[Source extract Boundary: Start]
A trade group representing telephone companies AT&T Inc. and Verizon Communications Inc. said competition is thriving, leading to lower prices and more innovation in internet service.

"You wouldn't know any of this from reading the executive order exhumed from some time capsule in an alternate universe," it said.

Industry analysts are skeptical about how far-reaching the Biden order will be on companies.

Although the president called for tougher scrutiny of bank tie-ups, the directive is unlikely to stop the "tsunami of bank mergers over the long term," Wells Fargo analysts, led by Mike Mayo, said in a note to clients Friday. The order could have the unintended consequence of hindering smaller players from merging to compete more effectively, Mayo said in an interview.

Health Care Hurdles

Blair Levin, an analyst at New Street Research, said in a note that Biden's broadband recommendations involve policies advocated by regulators during the Obama administration that were either reversed by Trump or not implemented.

None of the proposals would result in the kind of price regulation and overbuilding that investors have become worried about since Biden released his infrastructure plan, Levin said.

In health care, although economists have long pointed to market concentration as a driver of higher medical prices, it's unclear how much Biden's order will be able to change things.

The order nudges regulators to update their guidelines for reviewing hospital mergers, but in many parts of the country, markets for health-care services and medical insurance are already highly concentrated. Drugmakers' power to set prices is often based on natural monopolies from patents on medications.
[Source extract Boundary: End]
[Extracted records Boundary: Start]
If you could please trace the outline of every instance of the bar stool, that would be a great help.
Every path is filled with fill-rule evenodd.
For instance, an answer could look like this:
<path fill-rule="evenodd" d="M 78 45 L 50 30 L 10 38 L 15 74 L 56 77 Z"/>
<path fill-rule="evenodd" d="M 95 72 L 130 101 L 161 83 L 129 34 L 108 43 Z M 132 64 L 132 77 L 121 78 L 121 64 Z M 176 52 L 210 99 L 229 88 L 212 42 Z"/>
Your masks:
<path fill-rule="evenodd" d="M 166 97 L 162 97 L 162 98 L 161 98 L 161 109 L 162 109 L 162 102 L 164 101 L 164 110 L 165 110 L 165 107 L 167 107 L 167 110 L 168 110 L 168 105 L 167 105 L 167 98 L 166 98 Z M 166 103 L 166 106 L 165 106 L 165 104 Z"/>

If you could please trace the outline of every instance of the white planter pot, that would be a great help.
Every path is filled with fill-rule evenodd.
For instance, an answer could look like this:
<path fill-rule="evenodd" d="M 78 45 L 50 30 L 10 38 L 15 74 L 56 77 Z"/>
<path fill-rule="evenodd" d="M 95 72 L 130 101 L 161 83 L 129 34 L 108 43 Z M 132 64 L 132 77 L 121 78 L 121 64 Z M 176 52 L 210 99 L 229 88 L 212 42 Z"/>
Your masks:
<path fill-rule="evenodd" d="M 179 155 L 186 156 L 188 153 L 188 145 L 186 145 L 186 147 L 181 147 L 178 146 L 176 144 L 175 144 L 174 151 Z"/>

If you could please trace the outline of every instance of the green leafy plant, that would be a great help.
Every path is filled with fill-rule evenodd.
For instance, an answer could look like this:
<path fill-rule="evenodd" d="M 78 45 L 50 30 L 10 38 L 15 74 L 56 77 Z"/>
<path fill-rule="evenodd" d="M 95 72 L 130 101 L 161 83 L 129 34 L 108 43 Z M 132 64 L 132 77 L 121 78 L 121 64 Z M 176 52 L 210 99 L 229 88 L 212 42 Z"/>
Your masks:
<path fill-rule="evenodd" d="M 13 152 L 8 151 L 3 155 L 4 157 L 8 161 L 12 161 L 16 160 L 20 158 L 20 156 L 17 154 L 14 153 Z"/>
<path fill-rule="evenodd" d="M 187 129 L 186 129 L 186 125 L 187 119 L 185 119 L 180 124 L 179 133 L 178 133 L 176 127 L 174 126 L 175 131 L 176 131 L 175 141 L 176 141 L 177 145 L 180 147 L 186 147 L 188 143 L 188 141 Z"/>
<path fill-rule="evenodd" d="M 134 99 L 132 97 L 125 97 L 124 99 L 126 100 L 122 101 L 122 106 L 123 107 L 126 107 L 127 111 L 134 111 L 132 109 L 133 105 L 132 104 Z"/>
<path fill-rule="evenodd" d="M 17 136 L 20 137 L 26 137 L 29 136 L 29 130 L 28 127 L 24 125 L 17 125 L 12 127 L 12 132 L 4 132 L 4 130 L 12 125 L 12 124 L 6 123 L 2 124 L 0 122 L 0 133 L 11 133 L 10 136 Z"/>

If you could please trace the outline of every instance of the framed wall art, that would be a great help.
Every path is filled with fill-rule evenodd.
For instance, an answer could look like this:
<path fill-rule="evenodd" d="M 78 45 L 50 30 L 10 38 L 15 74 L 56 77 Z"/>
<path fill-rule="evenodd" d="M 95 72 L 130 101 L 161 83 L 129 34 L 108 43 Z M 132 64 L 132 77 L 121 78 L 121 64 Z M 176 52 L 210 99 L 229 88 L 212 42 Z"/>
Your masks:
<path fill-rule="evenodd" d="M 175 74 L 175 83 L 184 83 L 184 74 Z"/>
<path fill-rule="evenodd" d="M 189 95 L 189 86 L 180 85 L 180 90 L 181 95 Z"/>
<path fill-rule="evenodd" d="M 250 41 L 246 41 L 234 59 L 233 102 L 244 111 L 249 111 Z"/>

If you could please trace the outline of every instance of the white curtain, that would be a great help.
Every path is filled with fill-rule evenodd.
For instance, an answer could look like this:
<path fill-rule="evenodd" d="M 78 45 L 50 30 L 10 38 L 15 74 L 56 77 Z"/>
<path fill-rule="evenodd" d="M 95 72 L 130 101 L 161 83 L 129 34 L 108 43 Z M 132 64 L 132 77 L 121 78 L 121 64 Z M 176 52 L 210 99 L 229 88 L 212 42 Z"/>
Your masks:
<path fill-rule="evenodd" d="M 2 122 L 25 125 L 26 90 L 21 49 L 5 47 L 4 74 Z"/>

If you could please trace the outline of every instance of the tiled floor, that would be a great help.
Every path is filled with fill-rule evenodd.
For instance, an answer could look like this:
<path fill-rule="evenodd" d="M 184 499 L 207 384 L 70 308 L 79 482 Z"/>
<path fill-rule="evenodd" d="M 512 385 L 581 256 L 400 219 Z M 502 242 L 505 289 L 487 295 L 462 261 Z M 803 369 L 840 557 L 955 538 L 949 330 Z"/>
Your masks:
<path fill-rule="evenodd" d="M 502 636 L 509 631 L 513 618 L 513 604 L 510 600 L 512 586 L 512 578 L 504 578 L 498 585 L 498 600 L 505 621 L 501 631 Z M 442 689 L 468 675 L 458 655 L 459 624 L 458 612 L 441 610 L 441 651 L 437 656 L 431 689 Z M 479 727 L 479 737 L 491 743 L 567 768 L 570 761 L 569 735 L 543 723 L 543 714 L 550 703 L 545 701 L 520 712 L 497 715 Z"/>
[Extracted records Boundary: End]
■ **Task requirements**
Please carry on the article about Biden's executive order, picking up right after its final sentence. The material is separate from the article about Biden's executive order.

■ **Answer**
Across the the health-care industry, potent lobbying groups are adept at harnessing political support to their advantage. Hospital trade groups pointed to their industry's performance during the coronavirus crisis and said stricter antitrust regulation could threaten access in rural areas.

And Biden's directive for federal health officials to work with states to come up with plans to import medicines from Canada, where they are cheaper, echoes a Trump administration proposal. Canada balked at letting Americans import medicines, and imposed measures limiting distribution of drugs to protect its supply from bulk sales across the border.

"The drug pricing stuff is just retreads of ideas that have been around forever," said Spencer Perlman, director of health-care research at consulting firm Veda Partners LLC. "It's not realistic, and it's not a big deal."

Biden's White House is hoping that by focusing on the ways government can tackle a myriad of expensive and unpopular elements of American life, it can win support in its quest to reverse decades of deregulation.

Stage Management

The release of the executive order was carefully stage-managed over the past few weeks, with the White House promising almost daily that the directive would offer tangible improvements on airline fees and shipping prices to costly phone repairs and noncompete agreements.

Largely populist initiatives — like efforts to lower drug prices and internet costs or sell hearing aids over the counter — were emphasized over broader regulatory efforts that could limit mergers between technology companies or banks.

As a result, the wide-ranging undertaking received little public criticism from Republican lawmakers who might otherwise have characterized some of the moves as government overreach.

Senator Chuck Grassley, an Iowa Republican, issued a statement saying he was "glad the Biden administration is particularly beefing up enforcement and expanding transparency in the livestock markets."

Polls suggest that Americans remain divided — but persuadable — about Biden's role in handling the economy. While 48% of voters surveyed earlier this month by The Economist say they approve of his handling of the economy, 40% say they disapprove and 12% have not formed an opinion. That comes even as 64% of Americans say the nation's economy is a "very important" issue to them.

Biden took pains to frame the executive order as an effort to bolster — rather than counter — capitalism.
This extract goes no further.